> **COMPITO BREVE**
Conta le righe qui sotto in cui compare la parola "light". Rispondi soltanto con il numero.

> **DATI IN INGRESSO**
=-=-=

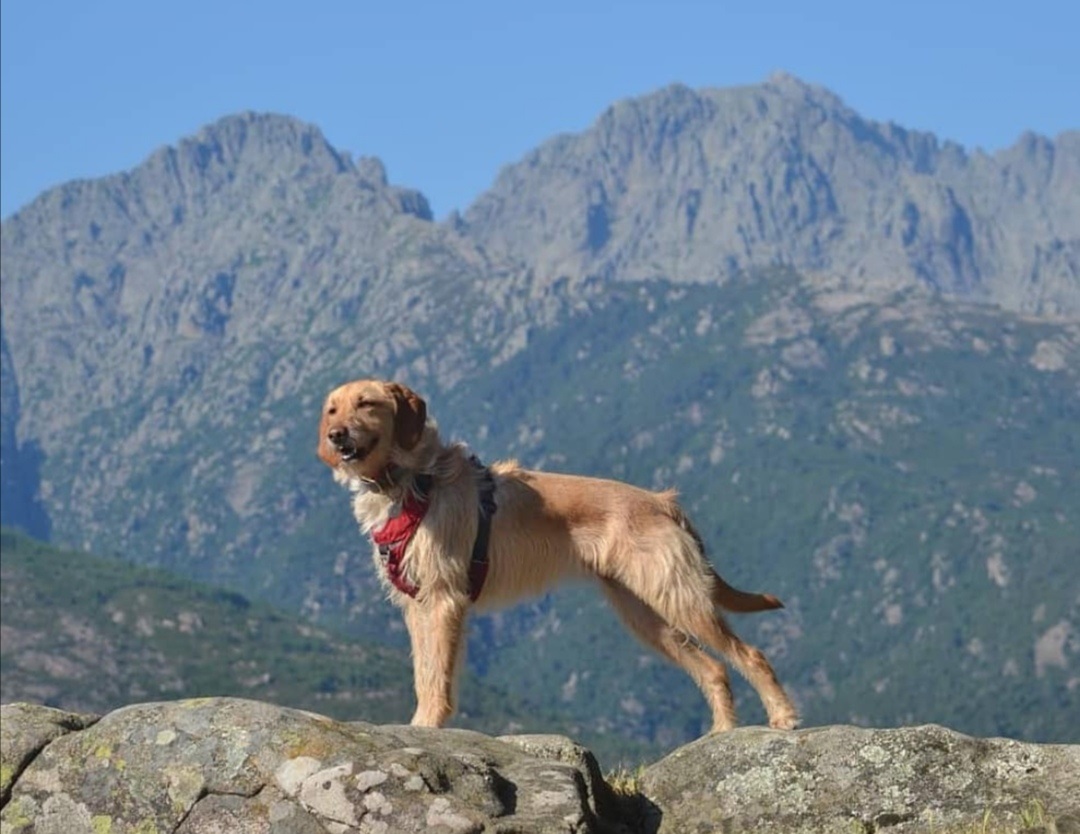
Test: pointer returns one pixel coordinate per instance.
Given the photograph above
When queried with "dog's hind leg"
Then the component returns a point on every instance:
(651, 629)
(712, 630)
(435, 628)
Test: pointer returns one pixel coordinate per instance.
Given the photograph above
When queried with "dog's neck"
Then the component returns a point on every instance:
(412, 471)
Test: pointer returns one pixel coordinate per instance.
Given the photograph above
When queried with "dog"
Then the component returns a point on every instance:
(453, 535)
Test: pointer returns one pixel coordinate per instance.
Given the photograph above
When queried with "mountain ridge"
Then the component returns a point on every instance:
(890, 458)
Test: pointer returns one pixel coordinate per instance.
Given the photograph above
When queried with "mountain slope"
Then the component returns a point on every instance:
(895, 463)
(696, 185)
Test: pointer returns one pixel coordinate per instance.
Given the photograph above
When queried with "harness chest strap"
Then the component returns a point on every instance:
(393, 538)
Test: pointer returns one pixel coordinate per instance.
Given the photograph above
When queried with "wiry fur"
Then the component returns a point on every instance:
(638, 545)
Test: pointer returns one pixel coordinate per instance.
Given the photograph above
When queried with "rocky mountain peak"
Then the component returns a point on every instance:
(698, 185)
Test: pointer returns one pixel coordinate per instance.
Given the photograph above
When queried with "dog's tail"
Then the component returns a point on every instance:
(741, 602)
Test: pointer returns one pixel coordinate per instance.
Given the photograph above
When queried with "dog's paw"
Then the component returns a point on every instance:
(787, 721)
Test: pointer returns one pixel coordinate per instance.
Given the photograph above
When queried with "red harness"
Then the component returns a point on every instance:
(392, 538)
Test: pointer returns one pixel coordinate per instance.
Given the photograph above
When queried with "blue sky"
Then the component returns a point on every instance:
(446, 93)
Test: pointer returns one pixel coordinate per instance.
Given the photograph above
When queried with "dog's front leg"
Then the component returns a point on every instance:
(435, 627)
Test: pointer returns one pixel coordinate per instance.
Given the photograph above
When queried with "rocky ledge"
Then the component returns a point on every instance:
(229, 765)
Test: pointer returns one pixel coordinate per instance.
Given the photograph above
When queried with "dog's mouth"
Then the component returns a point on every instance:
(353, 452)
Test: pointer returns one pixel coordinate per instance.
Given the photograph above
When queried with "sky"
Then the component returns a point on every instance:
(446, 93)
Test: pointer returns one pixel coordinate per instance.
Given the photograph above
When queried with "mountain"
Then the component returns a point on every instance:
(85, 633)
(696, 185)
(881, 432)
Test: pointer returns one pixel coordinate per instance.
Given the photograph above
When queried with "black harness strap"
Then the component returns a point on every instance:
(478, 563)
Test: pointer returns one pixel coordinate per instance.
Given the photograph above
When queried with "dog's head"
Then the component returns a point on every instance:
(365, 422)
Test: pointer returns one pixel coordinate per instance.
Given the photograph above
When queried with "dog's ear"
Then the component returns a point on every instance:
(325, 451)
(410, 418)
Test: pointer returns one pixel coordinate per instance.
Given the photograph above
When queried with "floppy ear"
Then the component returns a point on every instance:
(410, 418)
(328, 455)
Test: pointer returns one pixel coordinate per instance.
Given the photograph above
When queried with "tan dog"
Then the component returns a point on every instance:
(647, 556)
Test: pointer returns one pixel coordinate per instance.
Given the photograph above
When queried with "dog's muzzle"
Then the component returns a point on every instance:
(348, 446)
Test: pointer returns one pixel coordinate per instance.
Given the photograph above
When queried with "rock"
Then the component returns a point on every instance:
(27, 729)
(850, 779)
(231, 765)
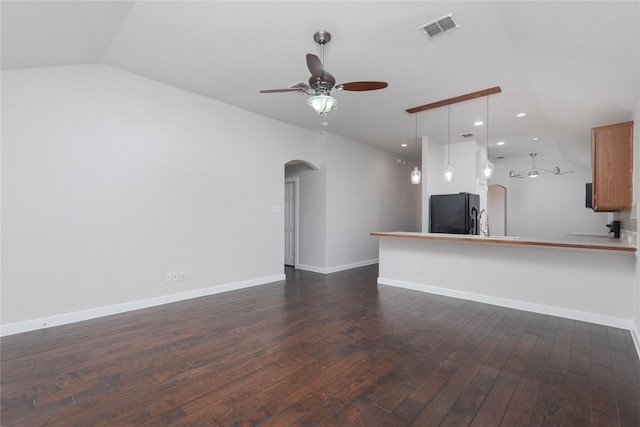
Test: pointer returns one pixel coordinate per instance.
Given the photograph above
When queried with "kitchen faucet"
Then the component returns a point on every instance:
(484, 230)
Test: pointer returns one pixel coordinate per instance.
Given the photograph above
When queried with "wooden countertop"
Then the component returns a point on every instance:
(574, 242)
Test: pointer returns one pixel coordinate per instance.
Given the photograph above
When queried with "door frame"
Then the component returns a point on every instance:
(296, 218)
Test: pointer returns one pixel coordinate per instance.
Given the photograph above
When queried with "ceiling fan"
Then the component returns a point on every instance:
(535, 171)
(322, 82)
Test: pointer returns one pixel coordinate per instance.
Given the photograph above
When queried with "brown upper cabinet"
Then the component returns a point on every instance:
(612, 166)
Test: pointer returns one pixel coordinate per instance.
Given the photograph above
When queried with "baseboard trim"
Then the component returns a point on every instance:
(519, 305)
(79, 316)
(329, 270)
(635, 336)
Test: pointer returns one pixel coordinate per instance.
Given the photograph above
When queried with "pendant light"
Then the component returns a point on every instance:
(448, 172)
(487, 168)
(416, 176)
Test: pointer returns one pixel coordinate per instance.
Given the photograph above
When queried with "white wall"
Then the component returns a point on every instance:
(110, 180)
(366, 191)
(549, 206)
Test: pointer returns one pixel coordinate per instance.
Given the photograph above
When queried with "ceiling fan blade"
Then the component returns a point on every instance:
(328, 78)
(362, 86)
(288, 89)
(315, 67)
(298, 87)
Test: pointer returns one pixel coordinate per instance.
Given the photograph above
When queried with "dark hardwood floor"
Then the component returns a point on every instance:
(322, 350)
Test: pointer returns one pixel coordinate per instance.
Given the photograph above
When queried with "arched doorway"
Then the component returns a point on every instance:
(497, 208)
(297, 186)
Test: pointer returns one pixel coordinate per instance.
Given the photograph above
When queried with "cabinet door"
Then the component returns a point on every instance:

=-=-=

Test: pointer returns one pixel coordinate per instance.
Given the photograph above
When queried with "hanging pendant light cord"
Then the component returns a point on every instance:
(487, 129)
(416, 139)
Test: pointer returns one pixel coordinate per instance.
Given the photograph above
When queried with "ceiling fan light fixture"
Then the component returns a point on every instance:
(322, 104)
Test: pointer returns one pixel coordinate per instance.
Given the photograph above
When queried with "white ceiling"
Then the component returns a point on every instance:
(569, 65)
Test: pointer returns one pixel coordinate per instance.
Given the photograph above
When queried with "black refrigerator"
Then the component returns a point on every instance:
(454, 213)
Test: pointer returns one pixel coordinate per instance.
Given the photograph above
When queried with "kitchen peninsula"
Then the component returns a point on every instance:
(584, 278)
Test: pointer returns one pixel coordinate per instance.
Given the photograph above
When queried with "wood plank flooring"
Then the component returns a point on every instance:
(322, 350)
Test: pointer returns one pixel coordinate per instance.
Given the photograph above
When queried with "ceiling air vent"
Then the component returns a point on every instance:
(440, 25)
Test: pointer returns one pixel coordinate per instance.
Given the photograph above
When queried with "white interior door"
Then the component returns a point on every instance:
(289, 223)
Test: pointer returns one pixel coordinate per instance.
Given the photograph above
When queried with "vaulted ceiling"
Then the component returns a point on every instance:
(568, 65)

=-=-=

> **ECCO LA SOLUZIONE**
3